* **Work to complete**
Below are some records. Return exactly the lines from the one with "(format x=27, y=5)" to the one with "(format x=54, y=62)", and nothing else.

[Data shown — start]

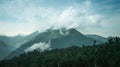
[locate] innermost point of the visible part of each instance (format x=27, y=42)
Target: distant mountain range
x=56, y=38
x=97, y=37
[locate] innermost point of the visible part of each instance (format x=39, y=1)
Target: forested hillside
x=103, y=55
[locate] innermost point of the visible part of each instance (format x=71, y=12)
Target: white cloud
x=29, y=16
x=41, y=45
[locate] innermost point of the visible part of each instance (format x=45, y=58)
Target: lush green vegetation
x=104, y=55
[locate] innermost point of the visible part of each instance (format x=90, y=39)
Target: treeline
x=104, y=55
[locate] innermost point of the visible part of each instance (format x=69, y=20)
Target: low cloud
x=40, y=46
x=26, y=16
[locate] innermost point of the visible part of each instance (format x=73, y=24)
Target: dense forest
x=103, y=55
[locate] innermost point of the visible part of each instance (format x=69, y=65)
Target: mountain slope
x=4, y=49
x=99, y=38
x=73, y=38
x=58, y=38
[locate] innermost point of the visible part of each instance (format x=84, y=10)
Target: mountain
x=97, y=37
x=9, y=44
x=73, y=38
x=4, y=49
x=60, y=38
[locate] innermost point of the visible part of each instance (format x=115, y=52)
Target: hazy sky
x=100, y=17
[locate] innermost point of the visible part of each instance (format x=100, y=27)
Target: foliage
x=103, y=55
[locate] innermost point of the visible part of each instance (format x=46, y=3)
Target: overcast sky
x=101, y=17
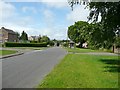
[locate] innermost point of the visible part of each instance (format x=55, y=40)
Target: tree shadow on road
x=112, y=65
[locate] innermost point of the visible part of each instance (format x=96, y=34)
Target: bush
x=51, y=43
x=11, y=44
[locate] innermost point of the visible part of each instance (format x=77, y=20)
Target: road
x=27, y=70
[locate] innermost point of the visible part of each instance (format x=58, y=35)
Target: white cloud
x=48, y=17
x=56, y=4
x=6, y=10
x=29, y=9
x=79, y=13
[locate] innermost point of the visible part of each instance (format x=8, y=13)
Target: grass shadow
x=112, y=65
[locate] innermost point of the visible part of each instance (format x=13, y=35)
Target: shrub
x=11, y=44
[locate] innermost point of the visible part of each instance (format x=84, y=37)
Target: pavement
x=29, y=69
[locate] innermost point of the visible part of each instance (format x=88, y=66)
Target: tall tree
x=75, y=32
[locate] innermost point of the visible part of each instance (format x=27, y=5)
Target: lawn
x=83, y=50
x=7, y=52
x=32, y=48
x=83, y=71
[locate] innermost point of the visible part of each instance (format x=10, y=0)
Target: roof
x=8, y=30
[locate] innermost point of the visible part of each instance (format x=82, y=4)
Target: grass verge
x=7, y=52
x=84, y=71
x=84, y=50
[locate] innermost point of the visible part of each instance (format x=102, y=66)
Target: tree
x=18, y=35
x=75, y=32
x=110, y=17
x=24, y=36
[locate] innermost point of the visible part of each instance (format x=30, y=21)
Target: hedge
x=11, y=44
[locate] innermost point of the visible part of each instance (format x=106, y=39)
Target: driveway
x=27, y=70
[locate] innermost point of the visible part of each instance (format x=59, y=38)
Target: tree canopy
x=100, y=34
x=24, y=36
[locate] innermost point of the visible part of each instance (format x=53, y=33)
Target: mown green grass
x=7, y=52
x=32, y=48
x=83, y=71
x=84, y=50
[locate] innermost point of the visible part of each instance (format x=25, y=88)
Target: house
x=33, y=38
x=7, y=35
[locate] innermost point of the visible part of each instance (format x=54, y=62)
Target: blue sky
x=41, y=18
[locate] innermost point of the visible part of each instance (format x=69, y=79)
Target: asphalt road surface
x=28, y=70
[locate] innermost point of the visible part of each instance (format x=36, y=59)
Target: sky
x=44, y=17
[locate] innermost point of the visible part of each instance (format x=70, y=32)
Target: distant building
x=7, y=35
x=33, y=38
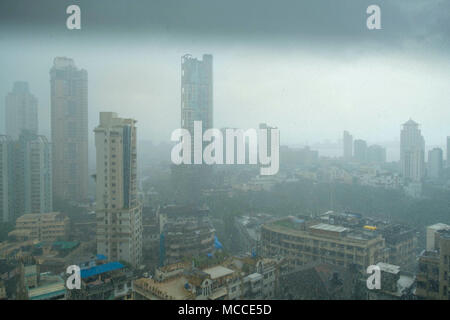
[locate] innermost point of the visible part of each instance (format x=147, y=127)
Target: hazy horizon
x=312, y=75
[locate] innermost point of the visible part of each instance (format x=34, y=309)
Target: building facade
x=7, y=194
x=302, y=242
x=347, y=145
x=118, y=210
x=435, y=163
x=69, y=124
x=185, y=232
x=48, y=227
x=360, y=150
x=33, y=174
x=412, y=152
x=21, y=111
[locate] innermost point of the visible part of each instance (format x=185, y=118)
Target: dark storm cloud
x=267, y=20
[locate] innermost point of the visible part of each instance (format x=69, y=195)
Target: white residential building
x=118, y=210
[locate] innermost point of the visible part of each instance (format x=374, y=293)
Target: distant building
x=448, y=151
x=434, y=269
x=21, y=111
x=376, y=154
x=25, y=176
x=347, y=145
x=7, y=172
x=185, y=232
x=318, y=281
x=33, y=174
x=118, y=209
x=395, y=285
x=233, y=279
x=431, y=234
x=303, y=241
x=46, y=227
x=42, y=286
x=69, y=125
x=412, y=151
x=104, y=281
x=360, y=150
x=196, y=105
x=435, y=163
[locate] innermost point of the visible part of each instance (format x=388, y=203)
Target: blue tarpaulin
x=217, y=244
x=86, y=273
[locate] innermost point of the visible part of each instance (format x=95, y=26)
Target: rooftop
x=390, y=268
x=328, y=227
x=218, y=272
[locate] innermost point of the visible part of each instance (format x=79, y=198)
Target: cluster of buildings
x=34, y=171
x=238, y=277
x=342, y=239
x=433, y=280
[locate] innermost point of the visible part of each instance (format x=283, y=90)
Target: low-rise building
x=51, y=226
x=433, y=277
x=303, y=241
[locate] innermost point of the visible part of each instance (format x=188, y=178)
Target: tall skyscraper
x=196, y=93
x=33, y=174
x=20, y=110
x=196, y=105
x=69, y=122
x=6, y=179
x=412, y=152
x=118, y=210
x=348, y=145
x=376, y=154
x=448, y=151
x=435, y=163
x=360, y=150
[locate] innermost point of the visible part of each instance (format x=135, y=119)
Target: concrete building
x=347, y=145
x=185, y=232
x=395, y=284
x=196, y=105
x=47, y=227
x=118, y=210
x=435, y=164
x=412, y=152
x=104, y=281
x=303, y=241
x=42, y=286
x=360, y=150
x=433, y=277
x=235, y=278
x=448, y=151
x=7, y=193
x=376, y=154
x=196, y=92
x=69, y=125
x=431, y=234
x=21, y=111
x=33, y=174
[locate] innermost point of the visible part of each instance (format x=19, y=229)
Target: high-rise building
x=118, y=210
x=20, y=110
x=376, y=154
x=6, y=179
x=33, y=174
x=448, y=151
x=196, y=93
x=196, y=105
x=69, y=122
x=412, y=152
x=360, y=150
x=348, y=145
x=435, y=163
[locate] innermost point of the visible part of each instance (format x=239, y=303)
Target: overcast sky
x=312, y=68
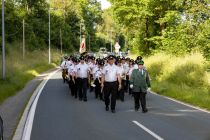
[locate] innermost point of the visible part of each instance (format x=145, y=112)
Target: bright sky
x=104, y=4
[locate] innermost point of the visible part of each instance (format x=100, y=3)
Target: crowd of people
x=111, y=76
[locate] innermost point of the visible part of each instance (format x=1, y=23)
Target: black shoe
x=145, y=110
x=113, y=111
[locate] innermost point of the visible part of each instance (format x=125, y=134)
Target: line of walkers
x=111, y=76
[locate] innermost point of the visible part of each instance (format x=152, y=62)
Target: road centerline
x=147, y=130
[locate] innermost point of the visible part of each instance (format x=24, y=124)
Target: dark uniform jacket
x=140, y=82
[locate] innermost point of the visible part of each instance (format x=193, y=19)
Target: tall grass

[Data shown — finish]

* **Exercise response**
[locate] innermost point of the visible part of each instance (format x=27, y=5)
Target: lawn
x=83, y=50
x=7, y=52
x=32, y=48
x=83, y=71
[locate] innermost point of the visible part of each instance (format x=10, y=0)
Target: roof
x=8, y=30
[locate] innermost point of the visible part of each instance (format x=82, y=4)
Target: grass verge
x=7, y=52
x=84, y=71
x=84, y=50
[locate] innermost point of the visible part of each instance (format x=102, y=66)
Target: tree
x=18, y=35
x=75, y=32
x=110, y=17
x=24, y=36
[locate] innermost point of the visible part of each instance (format x=30, y=21)
Target: hedge
x=11, y=44
[locate] innermost point of the visible part of each instance (format x=106, y=39)
Target: driveway
x=27, y=70
[locate] innermost point of the visible part of each instance (format x=59, y=38)
Target: tree canopy
x=100, y=34
x=24, y=36
[locate] innermost point of the visible part of each instance (format x=53, y=33)
Target: mown green grass
x=7, y=52
x=32, y=48
x=83, y=71
x=84, y=50
[locate] innermost point of the visible part of each instance (format x=25, y=88)
Target: house
x=33, y=38
x=7, y=35
[locate] innermost point of the visible part of each instance (format x=54, y=62)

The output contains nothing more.